_TASKS_:
(1) According to the commentary on Covid and the economy, what is the worst thing that can happen with Covid?
(2) Write out, word for word, the stretch of the commentary on Covid and the economy from "The worst thing" through "a lot worse.".

_PASSAGE PROVIDED_:
■ ■ ■ ■

For those willing to subscribe to Heather Cox Richardson's substack-based Letters From an American, she'll recite the stupendous job growth over the last fifteen months, the fact that Americans survived the pandemic with more money in their bank accounts thanks to the government, and the reality that Covid could have been a personal economic catastrophe for more of us.  

The worst thing that can happen with Covid is that you die.

The second is that you get sick.

But bad as it was, second place could have been a lot worse.

Winding up sick is bad.  

Winding up sick and broke is . . .

As the toddlers say . . .

More bad.

We didn't.

And we have jobs.

Thank you Joe Biden.

Can I get an Amen for the guy?  Or a Hallelujah?  Or even some grudging respect?

Alas . . .


The American memory is short.  And when its media eco-system is plagued with fact-free actors whose self-interest is advanced by forgetfulness, it becomes even shorter.  There's no sane world in which Donald Trump should beat Joe Biden in any 2024 re-match.  But in today's polls, they're even and some have Trump ahead.  So . . . 30,000 lies, "fine people" among neo-Nazis, ingesting bleach, pussy grabbing, the imminent destruction of privacy, reproductive and gay marriage rights by his three appointees to the Supreme Court, and an attempted coup on January 6 have been . . .

■ ■ ■ ■

Natural-language descriptions of regions
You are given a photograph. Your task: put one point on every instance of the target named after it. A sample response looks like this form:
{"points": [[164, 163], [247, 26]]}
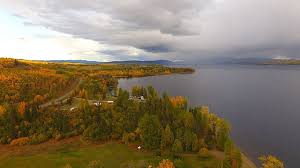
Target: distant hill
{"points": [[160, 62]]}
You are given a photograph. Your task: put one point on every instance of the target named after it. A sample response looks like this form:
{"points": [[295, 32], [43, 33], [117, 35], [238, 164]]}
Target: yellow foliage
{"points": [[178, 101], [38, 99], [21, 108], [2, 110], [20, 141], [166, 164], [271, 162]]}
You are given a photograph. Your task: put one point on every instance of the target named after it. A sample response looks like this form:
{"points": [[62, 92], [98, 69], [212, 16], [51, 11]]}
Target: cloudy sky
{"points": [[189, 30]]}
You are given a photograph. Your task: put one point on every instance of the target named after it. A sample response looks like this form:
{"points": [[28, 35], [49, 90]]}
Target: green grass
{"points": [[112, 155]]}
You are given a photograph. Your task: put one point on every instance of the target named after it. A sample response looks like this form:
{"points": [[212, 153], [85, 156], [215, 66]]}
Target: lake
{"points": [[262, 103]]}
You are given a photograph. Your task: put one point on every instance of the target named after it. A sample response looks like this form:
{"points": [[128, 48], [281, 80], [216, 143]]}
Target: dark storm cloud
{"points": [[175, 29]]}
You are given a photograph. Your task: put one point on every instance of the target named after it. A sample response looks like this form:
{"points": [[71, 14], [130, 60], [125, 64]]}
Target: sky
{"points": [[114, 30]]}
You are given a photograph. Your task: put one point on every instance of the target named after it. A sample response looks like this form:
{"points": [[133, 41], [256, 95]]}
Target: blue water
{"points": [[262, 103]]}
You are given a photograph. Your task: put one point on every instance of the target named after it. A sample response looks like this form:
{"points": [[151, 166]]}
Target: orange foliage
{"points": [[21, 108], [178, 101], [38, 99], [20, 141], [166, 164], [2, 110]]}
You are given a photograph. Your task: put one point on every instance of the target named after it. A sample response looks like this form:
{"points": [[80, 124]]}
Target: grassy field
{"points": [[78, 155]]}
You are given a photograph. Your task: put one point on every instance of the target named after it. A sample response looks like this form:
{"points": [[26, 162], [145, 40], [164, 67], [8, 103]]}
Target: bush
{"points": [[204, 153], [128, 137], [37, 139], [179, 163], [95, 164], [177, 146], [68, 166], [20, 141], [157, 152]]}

■ ■ ■ ■

_RESPONSES IN ORDER_:
(1) That you die.

(2)
The worst thing that can happen with Covid is that you die.

The second is that you get sick.

But bad as it was, second place could have been a lot worse.